TAREAS DEL EJERCICIO:
a - ¿Cómo se traduce al inglés esta oración del texto sobre la sabiduría de los ancianos: «El refranero, por lo demás, contiene sentencias para todos los gustos; en defensa de cada cosa y de su contrario.»?
b - ¿Podrías continuar el texto sobre la sabiduría de los ancianos a partir de su última oración?

FRAGMENTO PARA LEER:

• • •

Inicio | Textos de Ortiz | Voces amigas

2006/11/15 05:00:00 GMT+1

Un cuento canadiense

Hablamos ayer en la tertulia del programa «Pásalo» de ETB sobre la sabiduría de los ancianos. Había general acuerdo en que «nuestros mayores» (primera cursilada) cuentan con un hondo conocimiento de la vida y tienen mucho que enseñar. Discrepé, por supuesto. Argumenté que no hay ninguna prueba solvente que demuestre la sapiencia de los viejos, en general. Hay viejos reflexivos –no llevaré mi natural modestia al extremo de no ponerme como ejemplo–, pero los hay también zotes como ellos solos. Tanto los unos como los otros son los menos. De los más habría que decir, no sin cierta generosidad, que ni fu ni fa.

Seamos claros: la constatación de lo que votan en su mayoría los integrantes de la «tercera edad» (segunda cursilada) incita más bien a atribuir a los ancianos una penosa contumacia en el error.

Pasa con la tópica sabiduría de los ancianos lo mismo que con la tan mentada astucia del refranero. Yo no le hago ascos al empleo de algunos refranes, pero admito que lo hago por pura cobardía, con la esperanza de que se le eche al pueblo llano la culpa de algunas de las ideas no demasiado en boga que se me ocurren.

El refranero, por lo demás, contiene sentencias para todos los gustos; en defensa de cada cosa y de su contrario. «Al que madruga Dios le ayuda», sí, pero «no por mucho madrugar amanece más temprano». Admitamos que así es difícil equivocarse.

• • •

ÍTEMS PROPORCIONADOS:

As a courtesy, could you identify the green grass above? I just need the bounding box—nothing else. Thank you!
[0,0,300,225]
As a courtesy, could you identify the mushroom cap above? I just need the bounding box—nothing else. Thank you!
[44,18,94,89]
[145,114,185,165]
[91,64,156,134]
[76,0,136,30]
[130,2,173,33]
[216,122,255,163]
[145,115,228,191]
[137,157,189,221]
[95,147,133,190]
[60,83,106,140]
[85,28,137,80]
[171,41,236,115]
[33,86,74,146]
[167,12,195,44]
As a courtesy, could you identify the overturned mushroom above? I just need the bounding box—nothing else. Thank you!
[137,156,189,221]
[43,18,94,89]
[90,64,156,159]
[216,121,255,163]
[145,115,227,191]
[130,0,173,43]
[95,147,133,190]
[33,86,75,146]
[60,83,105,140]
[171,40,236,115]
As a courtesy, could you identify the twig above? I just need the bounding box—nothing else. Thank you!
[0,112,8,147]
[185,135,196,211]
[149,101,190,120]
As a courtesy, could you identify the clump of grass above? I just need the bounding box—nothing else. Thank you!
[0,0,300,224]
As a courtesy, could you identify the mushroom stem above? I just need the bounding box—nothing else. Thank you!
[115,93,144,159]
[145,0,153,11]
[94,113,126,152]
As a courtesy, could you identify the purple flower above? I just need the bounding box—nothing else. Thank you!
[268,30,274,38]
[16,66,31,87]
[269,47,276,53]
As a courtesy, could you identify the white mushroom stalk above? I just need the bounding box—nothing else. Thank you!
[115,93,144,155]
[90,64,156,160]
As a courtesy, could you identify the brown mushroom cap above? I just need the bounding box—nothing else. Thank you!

• • •

RESPUESTAS POR TAREA:
a - Besides, the body of proverbs contains sayings for every taste, in defense of each thing and of its opposite.

b -
Digo que los ancianos gozan de una presunción de sabiduría perfectamente injustificada, pero digo mal. Porque, si bien eso es sin duda cierto en relación a los ancianos de nuestras sociedades mal llamadas avanzadas, no es del todo aplicable a todos los ancianos de todas las culturas del mundo.

Pensando en ello me ha venido a la memoria un antiguo cuento canadiense que viene a retratar muy bien la sabiduría de un viejo indio de la zona de las Montañas Rocosas, allá por el estado de Alberta, cuyo nombre (el del indio) no recuerdo, pero al que podríamos llamar Ojo de Lince, por sus demostradas dotes de gran observador.

Cuenta el cuento que un buen día, a mediados del siglo XX, un campesino blanco, afincado en el valle que se extiende al pie de las montañas en las que el viejo Ojo de Lince había pasado sus 70 años de penurias, ascendió al bosque a cortar pinos con los que hacer leña para afrontar el ya cercano invierno. El campesino, cuyo nombre tampoco recuerdo, pero al que bien podríamos llamar Edward Wilkinson O’Shaughnessy, por abreviar, llevó su carreta montaña arriba, llegó al bosque, cortó dos sólidos pinos, los cargó trabajosamente en su carreta con la ayuda de su caballo y regresó al valle.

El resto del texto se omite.